Problem requirements: Somewhere below are a line with "Target: snow-capped mountain" and a later line with "Mark each instance of the leafless". Output exactly those lines and all lines between them.

Given data:
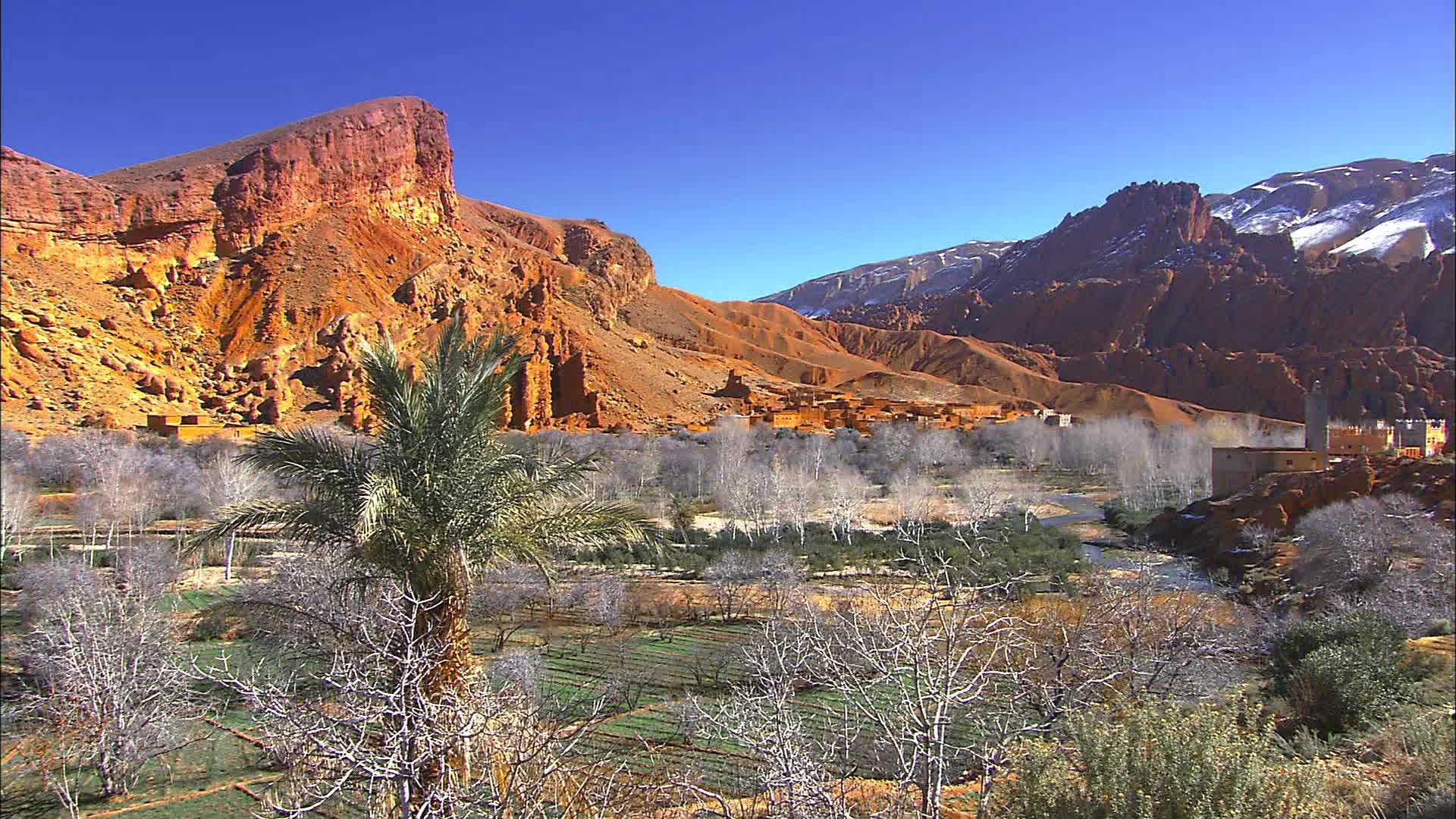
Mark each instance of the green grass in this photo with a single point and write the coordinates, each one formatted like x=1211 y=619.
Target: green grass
x=197 y=599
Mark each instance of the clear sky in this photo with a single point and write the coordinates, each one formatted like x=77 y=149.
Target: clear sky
x=750 y=146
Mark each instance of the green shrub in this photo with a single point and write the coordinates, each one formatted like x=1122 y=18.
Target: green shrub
x=1440 y=629
x=1159 y=763
x=1120 y=516
x=1365 y=632
x=1417 y=748
x=1338 y=689
x=210 y=624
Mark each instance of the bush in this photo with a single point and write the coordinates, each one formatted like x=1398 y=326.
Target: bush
x=1163 y=764
x=1365 y=632
x=210 y=624
x=1419 y=754
x=1337 y=689
x=1440 y=629
x=1123 y=518
x=1343 y=672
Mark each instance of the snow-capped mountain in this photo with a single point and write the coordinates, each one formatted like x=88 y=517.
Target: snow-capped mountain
x=1389 y=209
x=893 y=280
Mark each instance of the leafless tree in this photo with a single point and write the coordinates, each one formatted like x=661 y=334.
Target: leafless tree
x=501 y=596
x=781 y=577
x=17 y=507
x=360 y=729
x=149 y=567
x=846 y=494
x=60 y=582
x=1128 y=635
x=934 y=678
x=1379 y=554
x=792 y=774
x=916 y=502
x=982 y=496
x=731 y=579
x=795 y=494
x=111 y=689
x=603 y=601
x=231 y=482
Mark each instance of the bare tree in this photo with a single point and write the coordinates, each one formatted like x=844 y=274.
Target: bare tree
x=1381 y=554
x=795 y=494
x=792 y=773
x=231 y=482
x=846 y=494
x=501 y=594
x=932 y=675
x=111 y=684
x=17 y=507
x=781 y=576
x=916 y=502
x=1126 y=637
x=149 y=567
x=731 y=579
x=354 y=723
x=603 y=601
x=983 y=496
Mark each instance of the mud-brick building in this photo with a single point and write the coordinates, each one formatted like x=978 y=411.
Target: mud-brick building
x=1420 y=433
x=196 y=428
x=1235 y=466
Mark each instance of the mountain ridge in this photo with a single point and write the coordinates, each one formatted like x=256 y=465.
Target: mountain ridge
x=245 y=279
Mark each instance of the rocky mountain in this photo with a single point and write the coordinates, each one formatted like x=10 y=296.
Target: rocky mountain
x=1153 y=290
x=1388 y=209
x=894 y=280
x=243 y=279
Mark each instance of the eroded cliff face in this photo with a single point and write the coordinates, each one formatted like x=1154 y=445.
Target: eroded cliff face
x=245 y=279
x=1209 y=529
x=1152 y=292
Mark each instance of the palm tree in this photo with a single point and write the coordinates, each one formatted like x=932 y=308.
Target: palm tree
x=438 y=494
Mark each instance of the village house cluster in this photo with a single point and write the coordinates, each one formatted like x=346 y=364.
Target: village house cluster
x=814 y=410
x=1235 y=466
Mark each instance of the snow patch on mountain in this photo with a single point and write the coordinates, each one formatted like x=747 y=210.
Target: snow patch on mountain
x=1382 y=207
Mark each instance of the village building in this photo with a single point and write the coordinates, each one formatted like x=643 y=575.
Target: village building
x=196 y=428
x=1235 y=466
x=1420 y=435
x=1370 y=439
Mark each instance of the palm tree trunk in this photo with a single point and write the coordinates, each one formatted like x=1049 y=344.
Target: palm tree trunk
x=443 y=621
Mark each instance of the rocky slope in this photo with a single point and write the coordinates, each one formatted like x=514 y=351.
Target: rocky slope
x=894 y=280
x=1155 y=292
x=245 y=279
x=1210 y=529
x=1386 y=209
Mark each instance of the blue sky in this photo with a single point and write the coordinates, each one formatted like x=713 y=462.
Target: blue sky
x=750 y=146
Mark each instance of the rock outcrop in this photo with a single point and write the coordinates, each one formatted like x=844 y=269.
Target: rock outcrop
x=246 y=279
x=1150 y=290
x=1209 y=529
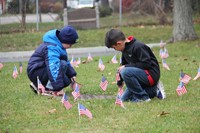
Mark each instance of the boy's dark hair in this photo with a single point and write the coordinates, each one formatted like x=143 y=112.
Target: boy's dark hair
x=113 y=36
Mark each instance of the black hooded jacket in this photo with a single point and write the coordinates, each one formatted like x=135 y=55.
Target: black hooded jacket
x=137 y=54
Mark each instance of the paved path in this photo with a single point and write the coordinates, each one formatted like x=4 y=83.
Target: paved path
x=30 y=18
x=76 y=52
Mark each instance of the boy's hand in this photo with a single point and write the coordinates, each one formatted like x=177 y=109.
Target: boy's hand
x=120 y=83
x=120 y=68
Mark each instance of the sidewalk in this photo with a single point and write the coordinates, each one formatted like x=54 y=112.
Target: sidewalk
x=75 y=52
x=30 y=18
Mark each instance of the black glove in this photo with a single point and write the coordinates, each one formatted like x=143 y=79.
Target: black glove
x=119 y=83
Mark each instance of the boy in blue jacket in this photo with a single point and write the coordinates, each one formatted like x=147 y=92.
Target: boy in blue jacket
x=50 y=61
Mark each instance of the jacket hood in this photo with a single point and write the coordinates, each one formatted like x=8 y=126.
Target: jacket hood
x=50 y=37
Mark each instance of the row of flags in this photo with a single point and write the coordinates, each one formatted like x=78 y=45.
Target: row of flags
x=82 y=110
x=101 y=65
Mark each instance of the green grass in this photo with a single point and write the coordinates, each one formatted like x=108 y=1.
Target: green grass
x=22 y=111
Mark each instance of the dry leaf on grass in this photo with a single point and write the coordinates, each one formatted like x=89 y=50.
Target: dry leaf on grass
x=52 y=111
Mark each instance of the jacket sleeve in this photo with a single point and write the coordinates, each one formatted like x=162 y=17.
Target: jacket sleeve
x=54 y=70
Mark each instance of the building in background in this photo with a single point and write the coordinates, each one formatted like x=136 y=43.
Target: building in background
x=80 y=3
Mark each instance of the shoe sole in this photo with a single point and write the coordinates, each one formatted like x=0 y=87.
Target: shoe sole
x=33 y=89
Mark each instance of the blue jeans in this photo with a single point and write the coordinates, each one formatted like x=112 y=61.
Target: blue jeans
x=137 y=84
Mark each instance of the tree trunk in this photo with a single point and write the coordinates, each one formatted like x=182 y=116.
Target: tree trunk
x=23 y=11
x=182 y=22
x=105 y=3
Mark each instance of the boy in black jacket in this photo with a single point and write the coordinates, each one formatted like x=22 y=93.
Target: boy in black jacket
x=139 y=69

Solution to this problem:
Target: snow-capped mountain
x=1389 y=209
x=893 y=280
Mark each instance of the leafless tree in this photo with a single point and write the coordinates, each one formatted like x=661 y=334.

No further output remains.